• _Required action_:
Reproduce the hoisting equipment licensing statute below word for word, between "<< CT ST § 29-223a" and "12-285 et seq.", inclusive.

• _Selected extract_:
Sec. 37. Section 29-223a of the general statutes is repealed and the following is substituted in
lieu thereof (Effective July 1, 2005):

                                   << CT ST § 29-223a >>

(a) No person shall engage in, practice or offer to perform the work of a hoisting equipment
operator, except as provided in subsection (b) or (c) of this section, who is not the holder of
a valid crane operator's license or hoisting equipment operator's license issued by the board.
Each licensed hoisting equipment operator shall carry his or her license on his or her person
when operating hoisting equipment. No person may engage in, practice or perform the work
9
    C.G.S.A. § 12-285 et seq.
10
     C.G.S.A. § 12-330a et seq.
of a hoisting equipment operator apprentice unless he has obtained a certificate of
registration from the board. An apprentice's certificate may be issued for the performance of
work of a hoisting equipment operator for the purpose of training, which work may be
performed only under the supervision of a licensed hoisting equipment operator.
(b) The provisions of this section shall not apply to: (1) Any person engaged in the
occupation of hoisting equipment operator in the state on October 1, 2003, provided such
person shall be required to obtain a license not later than one year of October 1, 2004, (2)

• _Provided material_:
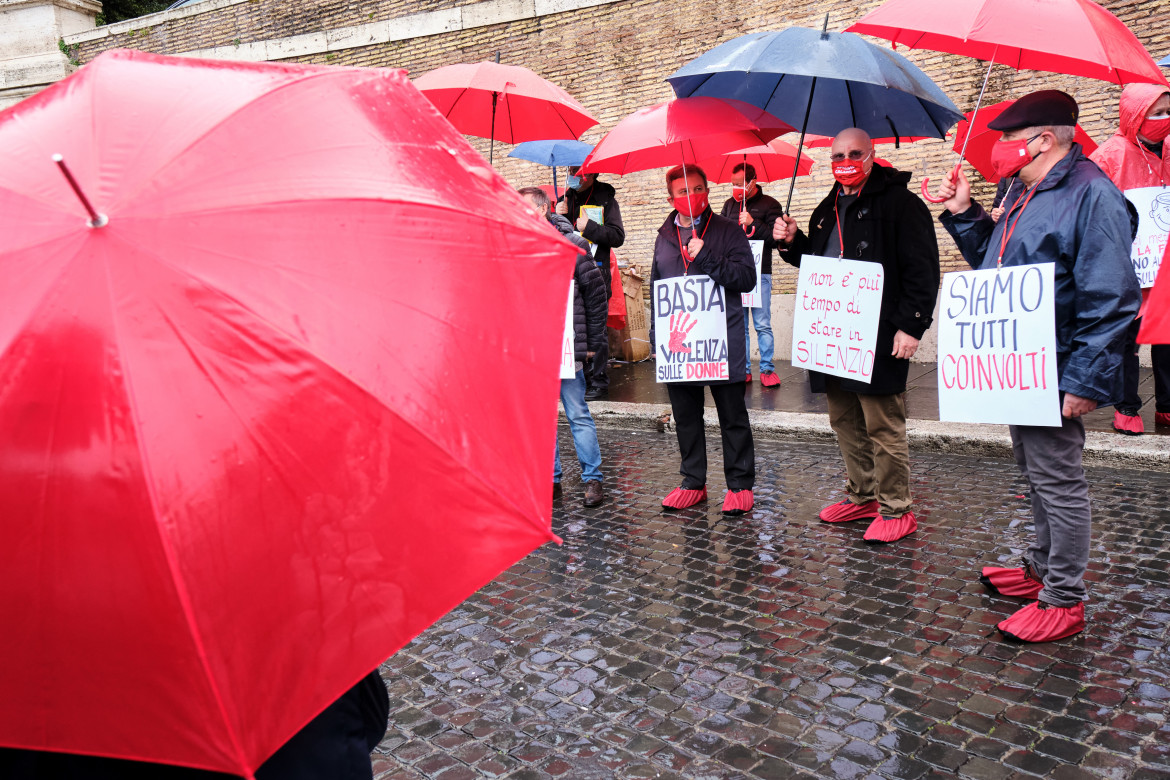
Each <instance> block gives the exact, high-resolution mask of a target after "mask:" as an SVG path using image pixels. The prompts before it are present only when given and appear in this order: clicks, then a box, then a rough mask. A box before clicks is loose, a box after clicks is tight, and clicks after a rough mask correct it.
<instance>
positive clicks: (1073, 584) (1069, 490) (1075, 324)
mask: <svg viewBox="0 0 1170 780" xmlns="http://www.w3.org/2000/svg"><path fill="white" fill-rule="evenodd" d="M1078 113H1079V110H1078V105H1076V101H1074V99H1073V98H1072V97H1071V96H1069V95H1066V94H1065V92H1060V91H1058V90H1044V91H1040V92H1033V94H1031V95H1028V96H1026V97H1023V98H1020V99H1019V101H1017V102H1016V103H1013V104H1012V105H1011V106H1010V108H1007V110H1005V111H1004V112H1003V113H1000V115H999V116H998V117H996V118H995V119H992V120H991V122H990V123H987V126H989V127H991V129H992V130H999V131H1002V132H1003V137H1002V138H1000V140H998V141H997V143H996V147H995V149H993V150H992V158H991V159H992V164H993V165H996V167H997V173H999V174H1000V175H1002V177H1010V175H1012V174H1018V175H1019V180H1020V184H1021V185H1024V186H1025V187H1026V194H1024V195H1023V196H1021V198H1020V199H1019V200H1017V201H1016V202H1014V203H1013V205H1012V206H1011V207H1010V208H1009V210H1007V212H1006V213H1005V214H1004V215H1003V216H1002V218H1000V219H999V221H998V223H997V222H995V221H992V219H991V216H990V215H989V214H987V213H986V212H984V210H983V207H980V206H979V205H978V203H975V202H972V201H971V186H970V185H969V184H968V181H966V177H965V175H963V173H962V171H959V172H958V174H957V177H956V179H955V180H951V179H950V177H948V180H947V181H945V182H944V184H943V186H942V189H941V191H940V194H941V195H942V196H944V198H947V199H948V200H947V201H945V202H944V206H945V208H947V210H945V212H944V213H943V214H942V216H940V220H941V221H942V223H943V227H945V228H947V232H948V233H949V234H950V235H951V237H954V239H955V243H956V244H958V248H959V251H962V253H963V257H964V258H965V260H966V262H968V263H970V265H971V267H972V268H984V269H986V268H996V267H997V264H998V262H1002V264H1003V265H1028V264H1033V263H1053V265H1054V270H1053V272H1054V284H1055V291H1054V292H1055V310H1057V311H1055V316H1057V375H1058V378H1059V381H1060V395H1061V426H1060V427H1059V428H1055V427H1053V428H1048V427H1039V426H1010V430H1011V435H1012V448H1013V450H1014V454H1016V462H1017V464H1018V465H1019V468H1020V471H1021V472H1023V474H1024V476H1025V478H1026V479H1027V481H1028V485H1030V488H1031V493H1032V517H1033V520H1034V523H1035V539H1034V541H1033V543H1032V545H1031V546H1030V547H1028V550H1027V553H1026V554H1025V555H1024V561H1023V566H1020V567H1018V568H1004V567H997V566H987V567H984V570H983V573H982V575H980V578H979V579H980V581H982V582H983V584H984V585H985V586H986V587H989V588H991V589H992V591H993V592H996V593H999V594H1002V595H1011V596H1019V598H1024V599H1028V600H1030V601H1031V600H1034V601H1032V602H1031V603H1028V605H1027V606H1026V607H1024V608H1023V609H1020V610H1019V612H1017V613H1014V614H1013V615H1012V616H1011V617H1009V619H1007V620H1004V621H1003V622H1000V623H999V624H998V628H999V630H1000V633H1003V634H1004V635H1005V636H1007V637H1012V639H1017V640H1023V641H1026V642H1052V641H1055V640H1059V639H1064V637H1066V636H1072V635H1073V634H1076V633H1079V631H1081V630H1083V629H1085V601H1087V600H1088V591H1087V589H1086V587H1085V570H1086V567H1087V566H1088V559H1089V533H1090V526H1092V522H1090V516H1089V495H1088V481H1087V479H1086V477H1085V468H1083V465H1082V462H1081V456H1082V451H1083V449H1085V423H1083V422H1082V421H1081V416H1082V415H1085V414H1087V413H1089V412H1092V410H1093V409H1095V408H1096V407H1097V406H1101V405H1109V403H1116V402H1117V401H1120V400H1121V398H1122V368H1121V366H1122V351H1123V345H1124V341H1126V331H1127V329H1128V327H1129V324H1130V323H1131V322H1133V319H1134V316H1135V315H1136V313H1137V308H1138V303H1140V299H1141V295H1140V291H1138V284H1137V277H1136V276H1135V274H1134V267H1133V262H1131V260H1130V244H1131V242H1133V233H1131V230H1133V229H1134V227H1135V226H1134V225H1133V223H1131V222H1130V213H1129V209H1128V208H1127V207H1126V199H1124V196H1123V195H1122V194H1121V191H1120V189H1117V187H1116V185H1114V184H1113V181H1110V180H1109V177H1107V175H1106V174H1104V173H1102V171H1101V168H1099V167H1097V166H1096V165H1094V164H1093V163H1092V161H1090V160H1089V159H1088V158H1087V157H1086V156H1085V153H1083V151H1082V150H1081V146H1080V144H1076V143H1074V141H1073V136H1074V132H1075V125H1076V117H1078ZM951 175H955V174H951Z"/></svg>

• _Solution for this task_:
<< CT ST § 29-223a >>

(a) No person shall engage in, practice or offer to perform the work of a hoisting equipment
operator, except as provided in subsection (b) or (c) of this section, who is not the holder of
a valid crane operator's license or hoisting equipment operator's license issued by the board.
Each licensed hoisting equipment operator shall carry his or her license on his or her person
when operating hoisting equipment. No person may engage in, practice or perform the work
9
    C.G.S.A. § 12-285 et seq.